The tasks
1. In the commentary on the EU and Ukraine, restate the paragraph beginning "This, of course, is not something" more briefly, keeping its main points.
2. Which body, according to the commentary on the EU and Ukraine, reiterated its strong support for Ukraine's unity, sovereignty, independence and territorial integrity?
3. Carry on the commentary on the EU and Ukraine from its last sentence.

Document text
- - -
The important-sounding Foreign Affairs Council of the European Union has recently reiterated “its strong support for Ukraine’s unity, sovereignty, independence and territorial integrity.”
Poor, destabilized, post-putsch Ukraine is to be congratulated for receiving something none of the 28 countries that actually belongs to the EU ever does: support for its sovereignty, independence and territorial integrity. (“Unity” is a more complicated matter, given the EU’s reflexive pox on separatist movements that might prefigure the breakup of the EU itself.) As the world’s pre-eminent transnational entity since the breakup of the USSR, the EU is all about eradicating its members’ sovereignty, independence and borders.
This, of course, is not something most Americans are aware of. When we hear talk of “Europe” vs. Russia, or the importance of extending “European values,” most Americans typically envision our longtime allies as they used to be – sovereign and independent within historical national borders. Their dedication to the democratically enshrined rights of their citizens as guaranteed for more than half a century, mainly by U.S. power, is beyond question.
It shouldn’t be. Anyone who thinks the bureaucratically grotesque and anti-democratic superstate model hit the junk heap of history with the USSR in 1991 needs to look more closely at the bureaucratically grotesque and anti-democratic Brussels monolith.
- - -
Extracted entries
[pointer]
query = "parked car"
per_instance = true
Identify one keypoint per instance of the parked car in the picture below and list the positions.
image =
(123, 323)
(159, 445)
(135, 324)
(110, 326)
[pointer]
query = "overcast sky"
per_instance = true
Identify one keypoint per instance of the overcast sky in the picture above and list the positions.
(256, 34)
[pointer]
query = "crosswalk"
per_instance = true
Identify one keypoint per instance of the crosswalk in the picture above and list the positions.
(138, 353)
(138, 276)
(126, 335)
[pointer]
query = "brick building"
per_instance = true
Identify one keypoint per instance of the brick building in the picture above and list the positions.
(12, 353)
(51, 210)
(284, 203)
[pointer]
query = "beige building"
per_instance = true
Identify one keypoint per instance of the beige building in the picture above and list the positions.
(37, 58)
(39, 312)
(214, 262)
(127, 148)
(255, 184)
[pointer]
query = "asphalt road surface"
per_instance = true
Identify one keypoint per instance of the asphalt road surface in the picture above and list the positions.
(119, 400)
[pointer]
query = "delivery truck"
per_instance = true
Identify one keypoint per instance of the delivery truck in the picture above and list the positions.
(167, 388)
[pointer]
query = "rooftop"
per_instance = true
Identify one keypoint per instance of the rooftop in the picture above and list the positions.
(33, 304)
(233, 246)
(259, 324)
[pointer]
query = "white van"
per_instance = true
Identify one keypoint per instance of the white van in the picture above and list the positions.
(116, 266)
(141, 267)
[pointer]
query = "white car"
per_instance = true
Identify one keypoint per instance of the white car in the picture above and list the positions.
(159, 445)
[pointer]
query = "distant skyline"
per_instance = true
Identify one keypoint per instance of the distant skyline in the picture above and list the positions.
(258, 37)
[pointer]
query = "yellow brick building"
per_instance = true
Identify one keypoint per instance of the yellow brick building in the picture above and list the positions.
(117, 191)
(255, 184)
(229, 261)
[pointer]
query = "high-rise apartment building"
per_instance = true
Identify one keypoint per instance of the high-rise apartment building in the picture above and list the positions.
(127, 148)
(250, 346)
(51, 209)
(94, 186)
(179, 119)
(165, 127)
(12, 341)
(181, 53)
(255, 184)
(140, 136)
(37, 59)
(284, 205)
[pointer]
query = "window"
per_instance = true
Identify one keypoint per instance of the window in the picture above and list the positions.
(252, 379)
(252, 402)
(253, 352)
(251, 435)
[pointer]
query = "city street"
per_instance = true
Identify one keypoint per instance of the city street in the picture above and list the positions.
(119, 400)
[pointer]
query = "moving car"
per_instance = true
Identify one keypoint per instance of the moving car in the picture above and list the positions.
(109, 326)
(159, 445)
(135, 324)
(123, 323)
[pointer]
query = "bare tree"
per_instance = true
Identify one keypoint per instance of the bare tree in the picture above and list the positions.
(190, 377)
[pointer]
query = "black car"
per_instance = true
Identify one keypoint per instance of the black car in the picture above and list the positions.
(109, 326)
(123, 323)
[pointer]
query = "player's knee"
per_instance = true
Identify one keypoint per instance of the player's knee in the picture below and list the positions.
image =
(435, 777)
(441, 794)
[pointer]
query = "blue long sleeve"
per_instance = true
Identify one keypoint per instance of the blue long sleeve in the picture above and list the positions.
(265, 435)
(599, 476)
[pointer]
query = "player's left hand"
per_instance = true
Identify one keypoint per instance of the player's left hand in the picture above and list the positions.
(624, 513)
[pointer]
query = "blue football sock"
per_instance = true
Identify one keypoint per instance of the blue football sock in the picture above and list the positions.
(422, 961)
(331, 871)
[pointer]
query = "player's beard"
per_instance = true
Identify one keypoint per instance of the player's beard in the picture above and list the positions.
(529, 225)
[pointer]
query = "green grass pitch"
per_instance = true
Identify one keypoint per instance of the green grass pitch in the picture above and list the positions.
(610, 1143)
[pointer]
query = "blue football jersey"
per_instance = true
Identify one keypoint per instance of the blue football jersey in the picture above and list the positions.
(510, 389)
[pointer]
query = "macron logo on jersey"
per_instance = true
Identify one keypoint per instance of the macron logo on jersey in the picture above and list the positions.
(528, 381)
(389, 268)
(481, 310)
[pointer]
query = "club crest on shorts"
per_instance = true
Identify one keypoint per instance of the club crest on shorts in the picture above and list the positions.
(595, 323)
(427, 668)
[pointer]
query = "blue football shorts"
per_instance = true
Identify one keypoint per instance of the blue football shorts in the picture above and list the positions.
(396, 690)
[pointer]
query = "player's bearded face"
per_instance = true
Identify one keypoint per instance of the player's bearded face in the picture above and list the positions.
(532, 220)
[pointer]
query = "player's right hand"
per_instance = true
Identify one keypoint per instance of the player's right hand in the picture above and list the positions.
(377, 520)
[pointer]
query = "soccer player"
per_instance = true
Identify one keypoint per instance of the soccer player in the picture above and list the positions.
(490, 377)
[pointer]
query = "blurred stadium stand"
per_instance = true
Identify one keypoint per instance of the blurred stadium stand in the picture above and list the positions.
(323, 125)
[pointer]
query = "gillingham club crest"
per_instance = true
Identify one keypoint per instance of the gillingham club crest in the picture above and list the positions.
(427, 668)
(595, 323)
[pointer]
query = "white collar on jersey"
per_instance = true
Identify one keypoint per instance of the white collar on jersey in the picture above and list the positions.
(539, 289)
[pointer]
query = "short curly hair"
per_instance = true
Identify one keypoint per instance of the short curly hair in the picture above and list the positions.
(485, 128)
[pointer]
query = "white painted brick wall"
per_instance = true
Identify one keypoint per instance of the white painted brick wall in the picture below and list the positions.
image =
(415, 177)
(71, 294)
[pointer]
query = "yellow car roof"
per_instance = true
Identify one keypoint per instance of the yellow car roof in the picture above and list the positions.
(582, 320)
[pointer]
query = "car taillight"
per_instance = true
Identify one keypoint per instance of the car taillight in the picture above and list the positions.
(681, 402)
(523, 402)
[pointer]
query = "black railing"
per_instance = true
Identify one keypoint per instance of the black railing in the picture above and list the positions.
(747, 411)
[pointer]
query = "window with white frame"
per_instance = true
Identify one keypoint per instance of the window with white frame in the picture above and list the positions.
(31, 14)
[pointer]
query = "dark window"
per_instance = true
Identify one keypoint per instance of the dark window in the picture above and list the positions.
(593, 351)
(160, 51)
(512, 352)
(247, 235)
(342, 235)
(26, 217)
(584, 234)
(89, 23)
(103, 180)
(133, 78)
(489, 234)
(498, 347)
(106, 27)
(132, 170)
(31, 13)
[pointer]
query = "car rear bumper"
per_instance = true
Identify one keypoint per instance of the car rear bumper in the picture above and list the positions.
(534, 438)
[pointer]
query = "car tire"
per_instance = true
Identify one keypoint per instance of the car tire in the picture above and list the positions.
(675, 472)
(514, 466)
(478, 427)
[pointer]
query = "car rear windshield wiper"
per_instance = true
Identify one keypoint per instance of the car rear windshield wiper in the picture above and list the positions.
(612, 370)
- - -
Answers per task
1. Most Americans don't realize this. When they hear about "Europe" versus Russia or spreading "European values," they picture their longtime allies as they once were: sovereign, independent nations within historical borders. They see these allies as unquestionably committed to their citizens' democratic rights, which U.S. power has largely guaranteed for more than half a century.

2. The Foreign Affairs Council of the European Union.

3.
For starters, the elected members of the European Parliament may not introduce legislation or even introduce the repeal of legislation. Instead, they may (and frequently do) rubber stamp legislation for their member-states – much, as leading Soviet dissident leader Vladimir Bukovsky has pointed out, in the tradition of the old Supreme Soviet. All legislation and decision-making come from the unelected members of the EU’s executive body, the European Commission, which Bukovsky has compared to the old Politburo. (Some of the 28 EU commissioners are even former Communist apparatchiks.) Little wonder Bukovsky has dubbed the EU the “EUSSR.” With co-author Pavel Stroilov, Bukovsky documented 1980s-era discussions between Western and Soviet leaders recorded in Soviet archives that foreshadow the rise of the collectivist European superstate in a 2004 booklet titled “EUSSR: The Soviet Roots of European Integration.”
The fruits of this cross-pollination are now quite visible. For example, the London Telegraph reported this month that Viviane Reding, the (unelected) vice president of the European Commission, announced that “an EU Bill of Rights that overrides British laws is becoming a ‘reality.’”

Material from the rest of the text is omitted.